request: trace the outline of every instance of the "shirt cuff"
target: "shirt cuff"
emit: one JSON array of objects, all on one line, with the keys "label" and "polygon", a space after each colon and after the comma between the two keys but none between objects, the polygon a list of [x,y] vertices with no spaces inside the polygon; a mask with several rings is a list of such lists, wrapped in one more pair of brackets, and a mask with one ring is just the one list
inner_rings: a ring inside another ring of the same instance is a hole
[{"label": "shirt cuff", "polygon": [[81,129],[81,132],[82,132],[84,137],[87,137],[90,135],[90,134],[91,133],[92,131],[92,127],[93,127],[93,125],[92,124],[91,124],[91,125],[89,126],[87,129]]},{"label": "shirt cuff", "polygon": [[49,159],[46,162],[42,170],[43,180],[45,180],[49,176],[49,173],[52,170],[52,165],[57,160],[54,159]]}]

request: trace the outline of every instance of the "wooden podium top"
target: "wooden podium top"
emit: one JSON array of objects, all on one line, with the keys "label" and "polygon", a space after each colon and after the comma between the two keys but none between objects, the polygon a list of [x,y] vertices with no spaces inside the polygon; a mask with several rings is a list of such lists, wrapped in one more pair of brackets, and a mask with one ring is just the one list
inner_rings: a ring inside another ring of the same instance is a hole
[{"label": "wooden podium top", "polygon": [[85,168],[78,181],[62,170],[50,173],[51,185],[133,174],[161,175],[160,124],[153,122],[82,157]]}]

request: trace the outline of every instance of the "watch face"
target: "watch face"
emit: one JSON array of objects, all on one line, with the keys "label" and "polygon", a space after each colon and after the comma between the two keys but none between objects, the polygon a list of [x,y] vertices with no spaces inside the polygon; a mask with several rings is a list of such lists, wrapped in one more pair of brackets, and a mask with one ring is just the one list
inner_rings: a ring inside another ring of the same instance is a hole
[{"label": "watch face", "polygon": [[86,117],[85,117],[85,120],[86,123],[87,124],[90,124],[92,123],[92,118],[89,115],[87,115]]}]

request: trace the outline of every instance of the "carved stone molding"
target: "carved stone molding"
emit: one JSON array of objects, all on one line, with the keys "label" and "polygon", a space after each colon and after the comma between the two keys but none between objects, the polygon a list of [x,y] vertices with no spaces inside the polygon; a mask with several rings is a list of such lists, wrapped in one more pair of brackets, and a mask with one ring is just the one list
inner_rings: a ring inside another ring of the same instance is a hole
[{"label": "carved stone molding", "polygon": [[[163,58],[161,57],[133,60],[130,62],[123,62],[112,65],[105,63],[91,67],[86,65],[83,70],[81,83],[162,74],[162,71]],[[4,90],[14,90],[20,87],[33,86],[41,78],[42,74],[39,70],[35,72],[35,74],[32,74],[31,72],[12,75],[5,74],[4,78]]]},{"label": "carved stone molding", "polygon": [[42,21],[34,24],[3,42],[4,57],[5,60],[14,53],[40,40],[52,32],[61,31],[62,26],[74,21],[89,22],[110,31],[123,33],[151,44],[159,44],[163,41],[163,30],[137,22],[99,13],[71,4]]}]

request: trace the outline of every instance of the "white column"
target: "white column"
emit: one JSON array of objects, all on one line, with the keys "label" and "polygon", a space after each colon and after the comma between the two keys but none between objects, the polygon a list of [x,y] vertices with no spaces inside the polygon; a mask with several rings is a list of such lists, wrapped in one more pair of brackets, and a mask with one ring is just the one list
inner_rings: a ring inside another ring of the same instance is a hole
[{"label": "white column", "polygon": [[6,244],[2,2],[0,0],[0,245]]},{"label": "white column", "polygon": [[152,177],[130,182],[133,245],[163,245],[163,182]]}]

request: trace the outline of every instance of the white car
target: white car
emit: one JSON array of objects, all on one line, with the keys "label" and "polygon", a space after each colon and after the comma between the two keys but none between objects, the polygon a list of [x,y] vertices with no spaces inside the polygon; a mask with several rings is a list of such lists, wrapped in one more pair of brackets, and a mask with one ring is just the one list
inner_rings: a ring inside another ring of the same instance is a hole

----

## WHAT NEEDS TO BE DONE
Reproduce all of the rows above word for word, in the same order.

## TASK RESPONSE
request: trace the outline of every instance of the "shirt cuff"
target: "shirt cuff"
emit: one JSON array of objects, all on one line, with the keys "label" and "polygon", a space after each colon and after the comma between the two keys but none between objects, the polygon a list of [x,y] vertices with no spaces inside the polygon; a mask with several rings is a list of such lists, wrapped in one more pair of brackets, and a mask with one ring is just the one list
inner_rings: a ring inside another ring of the same instance is a hole
[{"label": "shirt cuff", "polygon": [[81,129],[81,132],[82,132],[84,137],[87,137],[90,135],[90,134],[91,133],[92,131],[92,127],[93,127],[93,125],[92,124],[91,124],[91,125],[89,126],[87,129]]},{"label": "shirt cuff", "polygon": [[49,159],[46,162],[42,170],[43,180],[45,180],[49,176],[49,173],[52,170],[52,165],[57,160],[54,159]]}]

request: trace the outline of every instance of the "wooden podium top"
target: "wooden podium top"
emit: one JSON array of objects, all on one line, with the keys "label" and "polygon", a space after each colon and after the comma between the two keys but none between objects, the polygon a list of [x,y] vertices with no spaces inside the polygon; a mask with several rings is a list of such lists, wrapped in one more pair of brackets, and a mask with one ring is just the one list
inner_rings: a ring inside another ring of the same instance is a hole
[{"label": "wooden podium top", "polygon": [[85,168],[78,181],[62,170],[50,173],[51,185],[133,174],[161,175],[160,124],[153,122],[82,157]]}]

request: trace the outline of every instance of the "watch face"
target: "watch face"
emit: one JSON array of objects, all on one line, with the keys "label" and "polygon", a space after each colon and after the comma between the two keys but none between objects, the polygon a list of [x,y] vertices with no spaces inside the polygon; a mask with several rings is a list of such lists, wrapped in one more pair of brackets, and a mask with one ring is just the one list
inner_rings: a ring inside another ring of the same instance is a hole
[{"label": "watch face", "polygon": [[86,117],[85,117],[85,120],[86,123],[87,124],[90,124],[92,123],[92,118],[89,115],[87,115]]}]

request: trace the outline of every instance of the "carved stone molding"
target: "carved stone molding"
emit: one JSON array of objects, all on one line, with the keys "label" and "polygon", a space after each colon and after the comma between the two keys but none between objects, the polygon a list of [x,y] vertices with no spaces inside the polygon; a mask with several rings is a list of such lists, wrapped in one more pair of brackets, and a mask with one ring is just the one list
inner_rings: a ring inside another ring of the same instance is a hole
[{"label": "carved stone molding", "polygon": [[[163,58],[161,57],[133,60],[130,62],[123,62],[112,65],[105,63],[91,67],[86,65],[83,70],[81,83],[162,74],[162,71]],[[4,90],[14,90],[20,87],[33,86],[41,78],[42,74],[39,70],[35,72],[35,74],[32,74],[31,72],[12,75],[5,74],[4,78]]]},{"label": "carved stone molding", "polygon": [[42,21],[34,24],[3,42],[4,57],[5,60],[14,53],[40,40],[52,32],[61,31],[62,26],[74,21],[89,22],[110,31],[123,33],[151,44],[159,44],[163,41],[163,30],[137,22],[99,13],[71,4]]}]

request: trace the outline of every instance of the "white column"
target: "white column"
emit: one JSON array of objects, all on one line, with the keys "label" and "polygon", a space after each colon and after the comma between the two keys but none between objects, the polygon a list of [x,y] vertices with no spaces inside the polygon; a mask with several rings is a list of such lists, wrapped in one more pair of brackets, and a mask with one ring is just the one list
inner_rings: a ring inside another ring of the same instance is a hole
[{"label": "white column", "polygon": [[6,244],[2,2],[0,0],[0,245]]},{"label": "white column", "polygon": [[152,177],[130,182],[133,245],[163,245],[163,182]]}]

request: trace the outline of every instance of the white car
target: white car
emit: one JSON array of objects, all on one line, with the keys "label" and "polygon", a space after each colon and after the comma between the two keys but none between objects, the polygon a list of [x,y] vertices with no spaces inside the polygon; a mask with several rings is a list of such lists, wrapped in one more pair of brackets, and a mask with one ring is just the one list
inner_rings: a ring inside another ring of the same instance is a hole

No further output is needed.